### EXCERPT
————————
# Soggy fried fish



## FishWalton (Jul 22, 2010)

Went to a fish fry where fried fish were put in styrofoam box after cooking...lid on top. Obviously the fish would keep on cooking for a while. Also, steam made them soggy after a while.

How do you handle this situation to stop the fish from getting soggy,yet stay fairly warm for eating


----------



## FleaBag (Oct 19, 2016)

one of them heat lamps like the corner store fried chicken ladies use. not in a cooler.


----------



## Slowpokeriverrat (Mar 23, 2018)

Wire rack and cover with paper


----------



## Eglinhunter (Apr 1, 2012)

Vent the styrofoam with multiple fork stabbings


----------



## Telum Pisces (Sep 27, 2007)

Have everyone eat as it comes out the fryer! Works at my family fish fry gatherings. Have fixings all out and there's always room in the pan for more fish because it's eaten right up!


----------



## ChileRelleno (Jul 7, 2012)

Telum Pisces said:


> Have everyone eat as it comes out the fryer! Works at my family fish fry gatherings. Have fixings all out and there's always room in the pan for more fish because it's eaten right up!


Winner!


When we do big fish frys we usually have at least two fryers going at once, one for fish and one for fries/hushpuppies.
People load plates as it comes out, hot, fresh and crispy!
Also, don't forget to have a big salt shaker and to salt everything before the grease stops dripping.


----------



## Emerald Ghost (Mar 11, 2008)

layers of paper towels. works very well.


----------



## Catchemall (May 8, 2018)

You're right, it's the steam and grease. We do big fish fries for the residents at a local nursing home and line the bottom of a shallow cardboard box with paper towels and stand fillets on end, tail up after draining. Stack only one layer high and don't take them out until you're serving and they hold up well. You can throw a few paper towels over the top to keep the flies off if need be.


----------



## stevenattsu (Apr 24, 2009)

Get rid of that friend!! Problem solved!! Probably from up north anyway


----------



## halo1 (Oct 4, 2007)

We do have member here that loves bamboo steamed crappie! Hopefully it wasn't this guy in charge of the fish fry:whistling:


----------



## fairpoint (May 9, 2013)

paper grocery bags lined with paper towels help...After the fish drains off excess oil transfer it into the paper sacks,this will keep it from soaking back up extra oil from the saturated towels....Works with bacon to....
But as mentioned before ,eat it as it comes out....


----------
————————
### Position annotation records
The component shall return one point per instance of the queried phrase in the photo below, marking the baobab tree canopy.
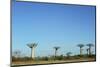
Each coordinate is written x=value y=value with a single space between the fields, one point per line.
x=80 y=45
x=32 y=45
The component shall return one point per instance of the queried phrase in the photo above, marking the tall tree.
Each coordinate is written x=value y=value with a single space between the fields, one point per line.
x=32 y=46
x=90 y=45
x=56 y=49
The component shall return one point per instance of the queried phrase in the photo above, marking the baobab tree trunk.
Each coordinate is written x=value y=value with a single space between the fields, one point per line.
x=33 y=53
x=80 y=51
x=55 y=53
x=90 y=51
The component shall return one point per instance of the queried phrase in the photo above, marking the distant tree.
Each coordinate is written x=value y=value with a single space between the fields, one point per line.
x=56 y=49
x=90 y=46
x=80 y=46
x=17 y=53
x=68 y=54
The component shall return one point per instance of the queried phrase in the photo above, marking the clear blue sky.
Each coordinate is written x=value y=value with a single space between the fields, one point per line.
————————
### GOALS
A) Reproduce the part of the soggy fried fish thread between "You're right, it's" and "(Apr 24, 2009)", inclusive.
B) In the soggy fried fish thread, list every username whose heading shows a date in 2012 or later.

### OUTPUTS
A)
You're right, it's the steam and grease. We do big fish fries for the residents at a local nursing home and line the bottom of a shallow cardboard box with paper towels and stand fillets on end, tail up after draining. Stack only one layer high and don't take them out until you're serving and they hold up well. You can throw a few paper towels over the top to keep the flies off if need be.


----------



## stevenattsu (Apr 24, 2009)

B)
FleaBag
Slowpokeriverrat
Eglinhunter
ChileRelleno
Catchemall
fairpoint